#### EXTRACT PROVIDED
::::

But there’s a St. Louisan looking to change that.

Tim Pickett said he hopes to drive innovation in the industry with GreenFrame, a new tool meant to change the way consumers shop for cannabis.

GreenFrame allows shoppers to scan a QR code – branded with a green frame around it and displayed on retail signage or cannabis product packaging – to explore different strains of cannabis. The web-based app provides them with a 3D rendering of the strain, as well as information about its genetics, taste and effects, and even a personal note from the grower.

“I just started thinking, ‘What if there was a way that we could help dispensaries and help cannabis retail get more information out to consumers and to the budtenders?’” said Pickett.

At the time he was working at Paradowski Creative, a St. Louis-based full-service creative agency. About five years ago, he said, he began gaining experience working with the cannabis industry through various Paradowski projects, and started developing the idea for what would become GreenFrame.

Pickett said he then attended MJBizCon, one of the world’s largest cannabis conventions, thinking that someone must have already pioneered the idea, but he was surprised that he couldn’t find it on the exhibition floor.

“So, I thought, ‘Well, let’s at least be one of the first,’” he said.

Pickett led a team of about 10 people at Paradowski who worked on the tool’s development, which took roughly a full year to complete, he said. GreenFrame on Jan. 1 was spun off from Paradowski Creative and is now its own entity to which Pickett owns the rights. Pickett declined to share how much was invested in the project or how it was financed.

He said that he continues to have a great relationship with the agency and is currently looking to fill a team of employees for GreenFrame.

Photogrammetry, the process of obtaining information about physical objects, in this case cannabis, by recording, measuring and interpreting photographic images, is quite lengthy, Pickett said. Creating a single rendering requires about 200 photos of each strain, and he is currently working on ways to streamline the process.

The tool launched earlier this month. It currently provides consumers and budtenders, or cannabis shop employees, with information on Show-Me Organics' Vivid and Buoyant Bob brand flower lines, which are available in more than 80 dispensaries statewide.

Show-Me Organics, a Kansas City-based cannabis company, was GreenFrame's first customer, signing on early enough in the tool's development that it was able to help play a role in testing and integrating the tool, Pickett said. He declined to share what Show-Me Organics pays to use GreenFrame.

::::

#### SOURCE MATERIAL
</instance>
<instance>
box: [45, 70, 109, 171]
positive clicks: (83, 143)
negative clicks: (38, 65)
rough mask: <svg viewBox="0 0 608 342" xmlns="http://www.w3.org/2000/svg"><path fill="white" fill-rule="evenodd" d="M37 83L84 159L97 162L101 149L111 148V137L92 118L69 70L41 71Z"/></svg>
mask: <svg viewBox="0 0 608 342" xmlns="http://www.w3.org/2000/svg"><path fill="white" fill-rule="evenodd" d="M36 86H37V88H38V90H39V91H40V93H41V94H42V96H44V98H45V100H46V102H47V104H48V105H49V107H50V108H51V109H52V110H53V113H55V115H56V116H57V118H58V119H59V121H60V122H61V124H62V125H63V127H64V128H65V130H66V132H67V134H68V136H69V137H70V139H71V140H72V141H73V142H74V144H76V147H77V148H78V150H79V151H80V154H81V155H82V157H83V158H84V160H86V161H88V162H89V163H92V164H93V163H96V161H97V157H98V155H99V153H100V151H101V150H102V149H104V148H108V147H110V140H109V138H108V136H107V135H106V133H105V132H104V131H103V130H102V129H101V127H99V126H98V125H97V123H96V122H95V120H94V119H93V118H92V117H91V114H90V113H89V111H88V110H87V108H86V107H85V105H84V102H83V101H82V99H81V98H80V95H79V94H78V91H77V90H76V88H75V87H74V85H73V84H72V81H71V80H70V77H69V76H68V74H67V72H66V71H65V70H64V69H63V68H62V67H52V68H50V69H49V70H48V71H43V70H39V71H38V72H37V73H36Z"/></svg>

::::

#### YOUR TASKS
A) Can you reproduce the passage of the GreenFrame article above between "The tool launched" and "to use GreenFrame.", inclusive?
B) In the GreenFrame article above, how many photos of each strain does creating a single rendering require?

#### EXERCISE RESULTS
A)
The tool launched earlier this month. It currently provides consumers and budtenders, or cannabis shop employees, with information on Show-Me Organics' Vivid and Buoyant Bob brand flower lines, which are available in more than 80 dispensaries statewide.

Show-Me Organics, a Kansas City-based cannabis company, was GreenFrame's first customer, signing on early enough in the tool's development that it was able to help play a role in testing and integrating the tool, Pickett said. He declined to share what Show-Me Organics pays to use GreenFrame.

B) About 200 photos.